PASSAGE PROVIDED:
══════════════════════════════

We absolutely need to encode information in the TEI Header relative to processing
of a text or a corpus. In the line of the recent discussion about that, let me precise
what kind of informations we would like to store there :
A. historical context information : logging ;
B. default processing context informations : parameters.
Section A is relative to the life cycle of the document (text or corpus). I agree
with Sylvain Loiseau that the revisionDesc element is a good place for that -
here we have never differentiated human from machine activities in the way we
encode information in revisionDesc. I propose that the mentioned need to associate
a tool version number to a specific element in the document, even if the element
is the entire text, is similar to the need to bind a responsibility to a particular
change in the text. And this is already provided.
Section A is a good tool to be able to clarify an information, by contacting
the person responsible of the change, or decide how we could undo a change.
Even if the change has been done WITH a particular tool which is not a
general XML editor.
Section B is relative to the various parameters that could be needed
to process the text by a particular tool.

══════════════════════════════

COLLECTED DATA:
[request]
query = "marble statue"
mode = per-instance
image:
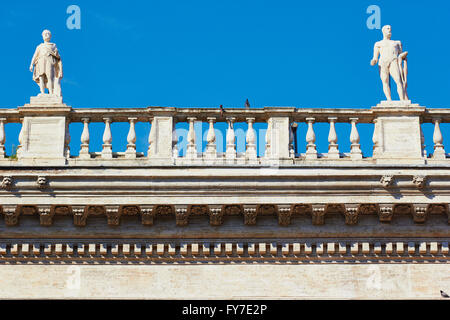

══════════════════════════════

PROBLEMS TO WORK ON:
**a.** From the TEI Header post above, quote every sentence that begins with the word "Section."
**b.** Please say whether each statement agrees with the TEI Header post above. Answer yes or no and quote the words that decide it.
(i) The writer agrees that the revisionDesc element is a good place for historical context information.
(ii) The writer's side has always kept human and machine activities separate when encoding information in revisionDesc.
(iii) Binding a responsibility to a particular change in the text is not yet provided.
**c.** Continue the TEI Header post above, starting right after its final sentence.

TASK-BY-TASK ANSWERS:
**a.**
"Section A is relative to the life cycle of the document (text or corpus)."
"Section A is a good tool to be able to clarify an information, by contacting the person responsible of the change, or decide how we could undo a change."
"Section B is relative to the various parameters that could be needed to process the text by a particular tool."

**b.**
(i) Yes: "I agree with Sylvain Loiseau that the revisionDesc element is a good place for that"
(ii) No: "here we have never differentiated human from machine activities in the way we encode information in revisionDesc"
(iii) No: "And this is already provided."

**c.**
For example, in the analysis tools we build here, we would need to encode
the following parameters :
- specific tokenization rules, including character classes definitions and
particular element roles definition : elements composing or delimiting
words (num, abbr, w...), reading choosing rules (choice, corr, sic...), etc. ;
- specific text processing parameters :
-- like "not to be processed" rule definitions : focusing on elements
like gap, note... ;
-- like "specific indexes" rule definitions : focusing on elements like
head, foreign, hi... ;
- application specific parameters :
-- like text/corpus partitionning definitions, section referencing policy, etc.
As that kind of CONTEXTUAL information about a text or a corpus
is something new in the TEI Header, I would suggest to create a new
child element named *processingDesc* sibling of fileDesc, encodingDesc,
profileDesc and revisionDesc.
Please note that *any* software should be able to store information
there. For example, even general editors could store informations like :
- printed by
- last print date
- editing duration
- total editing duration
- document model used
- autoload on/off
as can be seen in the metadata part of the ODT file format for example.
To be able to give a particular place for every software in the processingDesc
element, we could use a mecanism like the Java package namespace one.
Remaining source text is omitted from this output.